- PROBLEM DETAILS -
Edit the entries below so that "Give x and y" becomes "Provide x and y" wherever it occurs, keeping every other word and line unchanged.

[start EXTRACTED ENTRIES]

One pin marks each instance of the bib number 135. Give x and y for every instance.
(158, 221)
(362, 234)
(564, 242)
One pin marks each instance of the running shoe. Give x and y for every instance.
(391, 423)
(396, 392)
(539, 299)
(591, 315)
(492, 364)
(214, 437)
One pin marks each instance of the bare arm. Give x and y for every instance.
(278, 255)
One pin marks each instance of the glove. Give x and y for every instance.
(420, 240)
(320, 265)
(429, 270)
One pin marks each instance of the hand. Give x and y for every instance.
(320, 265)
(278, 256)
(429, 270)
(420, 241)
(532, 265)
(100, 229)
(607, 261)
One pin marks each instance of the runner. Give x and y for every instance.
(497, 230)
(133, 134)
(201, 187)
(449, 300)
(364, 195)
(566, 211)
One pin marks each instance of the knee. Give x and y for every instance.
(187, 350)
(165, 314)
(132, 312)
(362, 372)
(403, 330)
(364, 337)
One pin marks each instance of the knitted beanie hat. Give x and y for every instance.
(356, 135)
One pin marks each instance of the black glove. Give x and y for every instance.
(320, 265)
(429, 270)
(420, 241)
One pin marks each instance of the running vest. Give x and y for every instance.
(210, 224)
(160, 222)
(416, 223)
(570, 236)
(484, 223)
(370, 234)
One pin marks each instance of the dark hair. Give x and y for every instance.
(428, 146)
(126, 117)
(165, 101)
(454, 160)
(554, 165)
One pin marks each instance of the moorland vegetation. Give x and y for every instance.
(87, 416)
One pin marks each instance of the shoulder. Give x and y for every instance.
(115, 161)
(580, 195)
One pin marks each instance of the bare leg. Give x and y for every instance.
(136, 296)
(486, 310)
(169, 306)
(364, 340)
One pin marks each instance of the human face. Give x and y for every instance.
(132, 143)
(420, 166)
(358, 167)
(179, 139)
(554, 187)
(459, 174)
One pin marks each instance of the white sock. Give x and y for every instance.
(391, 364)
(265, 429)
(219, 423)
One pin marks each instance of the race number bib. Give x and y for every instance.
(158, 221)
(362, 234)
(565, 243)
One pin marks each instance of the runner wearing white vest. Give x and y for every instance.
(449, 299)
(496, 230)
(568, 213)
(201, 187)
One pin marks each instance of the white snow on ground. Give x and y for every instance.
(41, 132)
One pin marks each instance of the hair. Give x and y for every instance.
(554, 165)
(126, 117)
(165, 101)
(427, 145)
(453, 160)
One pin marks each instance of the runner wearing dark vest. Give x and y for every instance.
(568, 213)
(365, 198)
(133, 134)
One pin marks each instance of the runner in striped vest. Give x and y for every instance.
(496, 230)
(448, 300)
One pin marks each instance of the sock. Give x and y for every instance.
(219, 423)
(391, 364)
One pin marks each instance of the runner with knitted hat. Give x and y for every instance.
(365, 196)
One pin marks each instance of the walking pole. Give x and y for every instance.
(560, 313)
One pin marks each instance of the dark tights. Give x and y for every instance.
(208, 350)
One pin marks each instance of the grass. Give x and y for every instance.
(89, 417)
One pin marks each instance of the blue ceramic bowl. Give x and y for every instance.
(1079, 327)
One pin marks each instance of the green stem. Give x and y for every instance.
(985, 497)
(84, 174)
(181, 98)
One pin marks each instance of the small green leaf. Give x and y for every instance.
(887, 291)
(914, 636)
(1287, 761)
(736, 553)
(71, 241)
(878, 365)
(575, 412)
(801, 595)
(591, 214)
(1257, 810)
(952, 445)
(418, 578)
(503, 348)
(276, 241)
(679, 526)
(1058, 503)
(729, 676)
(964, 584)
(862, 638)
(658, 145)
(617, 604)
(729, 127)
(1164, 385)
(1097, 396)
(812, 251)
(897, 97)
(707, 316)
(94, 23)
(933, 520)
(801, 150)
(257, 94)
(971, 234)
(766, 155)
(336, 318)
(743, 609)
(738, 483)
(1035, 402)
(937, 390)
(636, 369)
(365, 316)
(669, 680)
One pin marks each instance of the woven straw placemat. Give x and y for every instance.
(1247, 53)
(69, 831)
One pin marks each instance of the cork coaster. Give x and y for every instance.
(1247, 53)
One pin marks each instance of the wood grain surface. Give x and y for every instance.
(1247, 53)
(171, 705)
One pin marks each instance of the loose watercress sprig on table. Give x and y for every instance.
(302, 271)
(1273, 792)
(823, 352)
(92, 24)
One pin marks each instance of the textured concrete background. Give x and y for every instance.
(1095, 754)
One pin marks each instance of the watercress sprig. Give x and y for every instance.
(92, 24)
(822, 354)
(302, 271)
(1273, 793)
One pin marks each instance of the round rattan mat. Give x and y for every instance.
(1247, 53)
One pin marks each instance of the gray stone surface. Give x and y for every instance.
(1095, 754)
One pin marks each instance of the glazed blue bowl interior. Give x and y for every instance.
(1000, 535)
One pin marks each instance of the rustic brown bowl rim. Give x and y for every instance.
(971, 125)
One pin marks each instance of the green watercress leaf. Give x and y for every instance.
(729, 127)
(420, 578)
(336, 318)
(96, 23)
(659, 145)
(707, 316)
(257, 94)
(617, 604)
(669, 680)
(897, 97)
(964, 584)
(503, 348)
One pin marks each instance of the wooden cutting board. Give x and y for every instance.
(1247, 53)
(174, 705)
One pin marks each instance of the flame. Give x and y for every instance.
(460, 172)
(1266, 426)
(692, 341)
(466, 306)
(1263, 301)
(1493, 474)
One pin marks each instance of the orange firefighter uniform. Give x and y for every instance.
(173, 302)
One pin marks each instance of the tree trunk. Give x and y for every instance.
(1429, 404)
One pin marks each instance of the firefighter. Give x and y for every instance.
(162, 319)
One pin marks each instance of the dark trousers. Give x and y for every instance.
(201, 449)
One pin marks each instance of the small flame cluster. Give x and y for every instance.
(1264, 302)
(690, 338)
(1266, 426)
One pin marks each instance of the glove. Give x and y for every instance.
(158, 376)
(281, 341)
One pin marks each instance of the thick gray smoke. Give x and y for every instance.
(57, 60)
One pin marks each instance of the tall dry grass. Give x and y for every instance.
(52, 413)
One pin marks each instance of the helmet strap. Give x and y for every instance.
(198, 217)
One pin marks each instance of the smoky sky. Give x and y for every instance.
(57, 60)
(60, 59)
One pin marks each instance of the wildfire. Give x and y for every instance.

[end EXTRACTED ENTRIES]

- FINAL ANSWER -
One pin marks each instance of the bib number 135. Provide x and y for every instance.
(158, 221)
(362, 234)
(564, 242)
One pin marks each instance of the running shoe. Provide x and y for every instance.
(391, 423)
(396, 392)
(539, 299)
(591, 315)
(492, 364)
(214, 437)
One pin marks each instance of the bare arm. Provide x and y for every instance.
(278, 255)
One pin marks each instance of the glove. Provide x and y for every instance.
(420, 240)
(320, 265)
(429, 270)
One pin marks each instance of the hand. Provide x and y for every instance.
(320, 265)
(278, 256)
(429, 270)
(420, 241)
(532, 265)
(100, 229)
(607, 261)
One pin marks each instance of the runner. Provide x and y for every instance.
(497, 230)
(133, 134)
(201, 187)
(449, 300)
(364, 195)
(566, 211)
One pin marks each instance of the knee. Provide x and y for every instance.
(187, 350)
(165, 314)
(132, 312)
(362, 372)
(403, 330)
(364, 337)
One pin marks each instance of the knitted beanie hat. Provide x and y for every instance.
(356, 135)
One pin marks each instance of the black glove. Provide x and y for every instance.
(320, 265)
(429, 270)
(420, 241)
One pin marks each instance of the running vest. Provide x and y for every instance.
(210, 224)
(160, 222)
(416, 223)
(570, 236)
(484, 223)
(370, 234)
One pin marks each instance of the dark hair. Provide x and y for every instance.
(428, 146)
(126, 117)
(165, 101)
(454, 160)
(554, 165)
One pin marks each instance of the moorland vegetation. Provide x and y for every instance.
(87, 416)
One pin marks each instance of the shoulder. Provide x and y for every instance.
(115, 161)
(580, 195)
One pin marks each instance of the bare leg. Provide x and y for every instance.
(136, 296)
(486, 310)
(169, 306)
(364, 340)
One pin marks each instance of the human face. Provide x and y for every instance.
(132, 143)
(420, 166)
(358, 167)
(179, 139)
(554, 187)
(459, 174)
One pin marks each instance of the white sock. Provide x and y for every instance.
(391, 364)
(265, 429)
(219, 423)
One pin marks each instance of the race number bib. Provide x and y for every instance.
(158, 221)
(362, 234)
(565, 243)
One pin marks each instance of the runner wearing white vest. Provide x and y for every instance.
(449, 299)
(496, 230)
(568, 213)
(201, 187)
One pin marks each instance of the white snow on ground. Provide x and y for every instance.
(41, 132)
One pin marks each instance of the hair. Provide x and y for every instance.
(554, 165)
(126, 117)
(165, 101)
(427, 145)
(453, 160)
One pin marks each instance of the runner wearing dark vest. Provide x and y for every instance.
(568, 213)
(365, 198)
(133, 134)
One pin marks each instance of the runner in striped vest. Provide x and y for every instance.
(496, 230)
(448, 300)
One pin marks each instance of the sock. Provide x and y for every instance.
(219, 423)
(391, 364)
One pin marks each instance of the runner with knitted hat. Provide x and y for every instance.
(365, 196)
One pin marks each instance of the walking pole. Provide x and y for every instance.
(560, 313)
One pin marks each instance of the dark tights. Provide x and y for every instance.
(208, 350)
One pin marks each instance of the grass. Provide x and y for every instance.
(89, 417)
One pin marks each instance of the blue ceramic bowl. Provide x and y for every instance.
(1079, 327)
One pin marks each instance of the green stem. Provide x and y for every instance.
(985, 497)
(84, 174)
(181, 98)
One pin marks each instance of the small green leaf. Provide x and y for every instance.
(887, 291)
(914, 636)
(1287, 761)
(736, 553)
(71, 241)
(878, 365)
(575, 412)
(801, 595)
(591, 214)
(1257, 810)
(952, 445)
(418, 578)
(503, 348)
(276, 241)
(679, 526)
(1058, 503)
(729, 676)
(964, 584)
(862, 638)
(658, 145)
(617, 604)
(729, 127)
(1164, 385)
(1097, 396)
(812, 251)
(897, 97)
(707, 316)
(94, 23)
(933, 520)
(801, 150)
(257, 94)
(971, 234)
(766, 155)
(336, 318)
(743, 609)
(738, 483)
(1035, 402)
(937, 390)
(636, 369)
(365, 316)
(669, 680)
One pin marks each instance of the woven straw placemat. Provide x and y for every instance.
(1247, 53)
(69, 831)
One pin marks each instance of the cork coaster. Provide x and y for every instance.
(1247, 53)
One pin marks each instance of the wood grain surface. Provide x and y for every instance.
(1247, 53)
(171, 705)
One pin marks each instance of the loose watercress sprig on table. Provide x and y for every instance.
(302, 271)
(1273, 792)
(823, 352)
(92, 24)
One pin marks each instance of the textured concrete background. Provide x and y for every instance.
(1095, 754)
One pin marks each instance of the watercress sprig. Provide x and y for every instance.
(92, 24)
(822, 354)
(302, 271)
(1273, 793)
One pin marks each instance of the round rattan mat. Provide x and y for every instance.
(1247, 53)
One pin marks each instance of the gray stone surface. Provide x and y for every instance.
(1095, 754)
One pin marks each instance of the glazed blue bowl interior. Provide x and y for every instance.
(1000, 535)
One pin marks each instance of the rustic brown bowl rim. Provide x and y for every instance.
(971, 125)
One pin marks each instance of the green watercress leaf. Provide x and y for every instance.
(729, 127)
(420, 578)
(336, 318)
(96, 23)
(659, 145)
(707, 316)
(257, 94)
(617, 604)
(669, 680)
(897, 97)
(964, 584)
(503, 348)
One pin marks each instance of the wooden cutting board. Provide x and y for every instance.
(1247, 53)
(174, 705)
One pin marks each instance of the flame. Provide x and y for every instance.
(460, 172)
(1266, 426)
(692, 341)
(466, 306)
(1263, 301)
(1493, 474)
One pin marks each instance of the orange firefighter uniform. Provide x and y for every instance.
(173, 302)
One pin marks each instance of the tree trunk. Provide x and y for every instance.
(1429, 404)
One pin marks each instance of the firefighter. Provide x and y for every instance.
(162, 319)
One pin marks each instance of the dark trousers. Provide x and y for every instance.
(201, 449)
One pin marks each instance of the small flame cluster. Provide x and y for every instance.
(1264, 302)
(690, 338)
(1266, 426)
One pin marks each instance of the glove. Provide x and y for every instance.
(158, 376)
(281, 341)
One pin marks each instance of the thick gray smoke. Provide x and y for every instance.
(57, 60)
One pin marks each instance of the tall dry grass. Provide x and y for every instance.
(52, 413)
One pin marks each instance of the helmet strap. Provide x and y for every instance.
(198, 217)
One pin marks each instance of the smoky sky. Provide x and y for every instance.
(57, 60)
(60, 59)
One pin marks each instance of the wildfire. Provide x and y for every instance.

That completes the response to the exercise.